In the article on the America Online and Time Warner merger, condense the paragraph beginning "Though top executives" while keeping its main facts.

━━━━━ Document

The
merger of America Online and Time Warner
represents not only the triumph of the Internet as
the irresistible force in
business, but a vision of the
Web as a mass-marketed,
middle-of-the-road medium
for Main Street America.
Though top executives
of both companies
presented the deal as a
"merger of equals," it
was in fact a victory for
Stephen M. Case, the
41-year-old billionaire
who built America
Online from a fledgling
dial-up service in the
mid-1980's to an
Internet powerhouse
able to acquire the
world's largest media
company.
"America Online is
clearly dominant,"
David Readerman,
managing director of
Thomas Weisel
Partners, a San
Francisco investment
firm, said. "The nerds
have won. This deal
really validates the
Internet."
Even more so, it would
appear to validate AOL,
whose strategy was to
market the
freewheeling, global,
often chaotic Internet as
the suburbs of its online
service. Techies long
derided America Online
as a lowbrow medium.
They called it "training
wheels for the Internet,"
suggesting it was not the
real thing.

━━━━━━━━━━
━━━━━ Extracted records

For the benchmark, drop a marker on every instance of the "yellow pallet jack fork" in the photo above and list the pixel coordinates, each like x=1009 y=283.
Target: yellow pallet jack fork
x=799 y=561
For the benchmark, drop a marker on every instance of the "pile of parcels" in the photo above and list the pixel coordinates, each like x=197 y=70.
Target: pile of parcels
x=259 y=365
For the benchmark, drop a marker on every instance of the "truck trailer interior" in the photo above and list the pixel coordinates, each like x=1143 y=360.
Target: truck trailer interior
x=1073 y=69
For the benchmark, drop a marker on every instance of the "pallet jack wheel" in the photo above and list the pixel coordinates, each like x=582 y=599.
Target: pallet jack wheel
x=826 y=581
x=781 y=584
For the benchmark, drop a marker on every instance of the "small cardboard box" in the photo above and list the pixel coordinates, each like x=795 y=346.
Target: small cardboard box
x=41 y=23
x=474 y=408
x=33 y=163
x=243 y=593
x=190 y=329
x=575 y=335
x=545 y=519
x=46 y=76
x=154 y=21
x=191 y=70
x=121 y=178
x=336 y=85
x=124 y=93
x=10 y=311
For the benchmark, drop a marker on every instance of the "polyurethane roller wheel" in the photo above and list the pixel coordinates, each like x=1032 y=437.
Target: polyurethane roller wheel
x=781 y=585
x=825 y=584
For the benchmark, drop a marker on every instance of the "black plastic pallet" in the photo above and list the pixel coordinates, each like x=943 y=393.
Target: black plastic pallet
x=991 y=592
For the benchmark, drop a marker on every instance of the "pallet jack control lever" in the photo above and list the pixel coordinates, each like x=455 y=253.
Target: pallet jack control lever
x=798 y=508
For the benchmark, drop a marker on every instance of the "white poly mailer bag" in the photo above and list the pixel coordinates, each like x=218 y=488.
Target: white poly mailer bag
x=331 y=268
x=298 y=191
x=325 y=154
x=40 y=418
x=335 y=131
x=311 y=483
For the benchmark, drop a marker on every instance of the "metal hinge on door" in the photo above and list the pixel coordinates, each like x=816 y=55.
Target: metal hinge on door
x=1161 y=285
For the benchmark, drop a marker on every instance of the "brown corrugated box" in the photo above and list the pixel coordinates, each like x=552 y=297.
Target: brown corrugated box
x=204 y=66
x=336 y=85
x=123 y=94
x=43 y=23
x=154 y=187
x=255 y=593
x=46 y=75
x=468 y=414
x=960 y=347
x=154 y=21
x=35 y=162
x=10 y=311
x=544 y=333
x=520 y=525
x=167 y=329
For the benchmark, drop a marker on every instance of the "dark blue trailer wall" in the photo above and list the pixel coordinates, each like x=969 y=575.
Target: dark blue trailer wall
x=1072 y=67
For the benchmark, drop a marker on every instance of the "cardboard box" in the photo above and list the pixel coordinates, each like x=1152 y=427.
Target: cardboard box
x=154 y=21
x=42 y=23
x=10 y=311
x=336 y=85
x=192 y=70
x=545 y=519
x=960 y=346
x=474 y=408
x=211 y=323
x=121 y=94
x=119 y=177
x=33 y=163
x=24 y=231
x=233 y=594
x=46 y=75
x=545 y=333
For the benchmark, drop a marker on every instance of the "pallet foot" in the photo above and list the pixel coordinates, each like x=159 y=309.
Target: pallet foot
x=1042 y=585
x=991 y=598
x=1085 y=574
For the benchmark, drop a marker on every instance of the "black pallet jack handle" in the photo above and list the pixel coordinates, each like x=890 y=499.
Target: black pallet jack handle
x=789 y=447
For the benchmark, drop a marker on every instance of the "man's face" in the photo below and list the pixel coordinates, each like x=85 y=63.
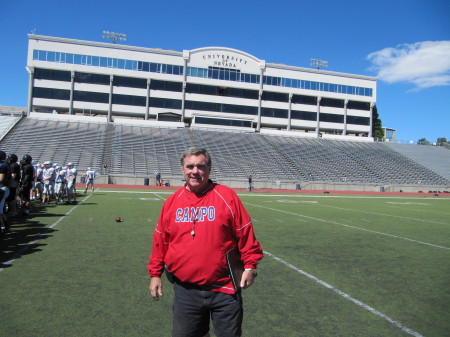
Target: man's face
x=196 y=172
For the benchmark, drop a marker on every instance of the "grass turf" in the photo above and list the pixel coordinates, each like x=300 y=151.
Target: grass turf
x=87 y=276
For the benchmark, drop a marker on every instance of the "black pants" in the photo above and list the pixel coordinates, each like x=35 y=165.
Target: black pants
x=193 y=308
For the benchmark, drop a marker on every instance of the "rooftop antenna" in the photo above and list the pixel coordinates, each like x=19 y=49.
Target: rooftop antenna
x=318 y=63
x=114 y=37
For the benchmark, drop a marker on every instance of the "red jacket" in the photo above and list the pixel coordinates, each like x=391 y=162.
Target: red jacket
x=194 y=233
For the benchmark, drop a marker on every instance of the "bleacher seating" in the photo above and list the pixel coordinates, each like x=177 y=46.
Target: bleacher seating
x=437 y=158
x=140 y=150
x=6 y=123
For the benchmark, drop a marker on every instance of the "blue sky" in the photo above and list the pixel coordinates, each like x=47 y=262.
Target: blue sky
x=405 y=43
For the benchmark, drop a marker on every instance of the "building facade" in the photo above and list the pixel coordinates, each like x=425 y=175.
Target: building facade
x=206 y=87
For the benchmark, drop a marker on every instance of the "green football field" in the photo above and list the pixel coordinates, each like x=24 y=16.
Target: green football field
x=334 y=266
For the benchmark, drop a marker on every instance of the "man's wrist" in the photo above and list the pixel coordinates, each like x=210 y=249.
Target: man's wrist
x=253 y=270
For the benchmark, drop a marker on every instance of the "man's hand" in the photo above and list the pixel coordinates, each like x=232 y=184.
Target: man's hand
x=247 y=279
x=156 y=288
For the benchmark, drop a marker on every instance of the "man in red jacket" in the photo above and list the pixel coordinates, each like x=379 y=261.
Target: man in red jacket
x=197 y=225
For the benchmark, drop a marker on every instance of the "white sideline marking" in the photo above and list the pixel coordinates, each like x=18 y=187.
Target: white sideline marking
x=349 y=226
x=40 y=236
x=393 y=216
x=348 y=297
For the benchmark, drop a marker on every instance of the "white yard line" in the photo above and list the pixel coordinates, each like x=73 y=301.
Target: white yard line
x=383 y=214
x=348 y=297
x=349 y=226
x=41 y=235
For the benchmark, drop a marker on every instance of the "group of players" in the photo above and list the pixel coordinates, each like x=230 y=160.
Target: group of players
x=21 y=182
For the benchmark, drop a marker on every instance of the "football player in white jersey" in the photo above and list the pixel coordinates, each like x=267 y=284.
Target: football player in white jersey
x=90 y=176
x=39 y=185
x=49 y=176
x=60 y=187
x=71 y=177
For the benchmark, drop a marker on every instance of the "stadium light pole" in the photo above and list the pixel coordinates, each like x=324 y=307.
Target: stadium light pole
x=318 y=63
x=114 y=37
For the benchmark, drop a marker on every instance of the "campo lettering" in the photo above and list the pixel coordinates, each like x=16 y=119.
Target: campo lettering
x=197 y=214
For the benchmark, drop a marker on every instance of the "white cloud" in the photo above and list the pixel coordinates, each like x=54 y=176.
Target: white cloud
x=424 y=64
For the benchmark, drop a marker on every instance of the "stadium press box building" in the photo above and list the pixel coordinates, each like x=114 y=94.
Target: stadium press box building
x=211 y=87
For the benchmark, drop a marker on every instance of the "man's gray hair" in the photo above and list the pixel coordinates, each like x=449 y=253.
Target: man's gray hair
x=196 y=151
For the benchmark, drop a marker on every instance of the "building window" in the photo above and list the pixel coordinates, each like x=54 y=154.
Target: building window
x=106 y=62
x=358 y=120
x=223 y=122
x=358 y=105
x=166 y=85
x=92 y=78
x=332 y=102
x=167 y=103
x=275 y=96
x=304 y=115
x=129 y=100
x=276 y=113
x=54 y=75
x=220 y=107
x=61 y=94
x=302 y=99
x=331 y=118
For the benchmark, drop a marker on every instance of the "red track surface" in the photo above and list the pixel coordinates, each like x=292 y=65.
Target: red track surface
x=266 y=190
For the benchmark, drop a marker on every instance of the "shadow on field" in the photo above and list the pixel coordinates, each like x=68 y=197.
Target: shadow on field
x=24 y=231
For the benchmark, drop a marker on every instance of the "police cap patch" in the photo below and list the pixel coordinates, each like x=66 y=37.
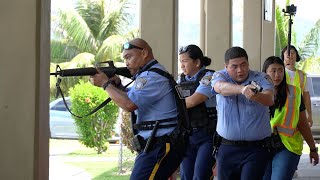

━━━━━━━━━━

- [Result of this exercise]: Both companies' top executives called the deal a "merger of equals," but it was really a win for Stephen M. Case. The 41-year-old billionaire built America Online from a fledgling mid-1980s dial-up service into an Internet powerhouse able to acquire the world's largest media company.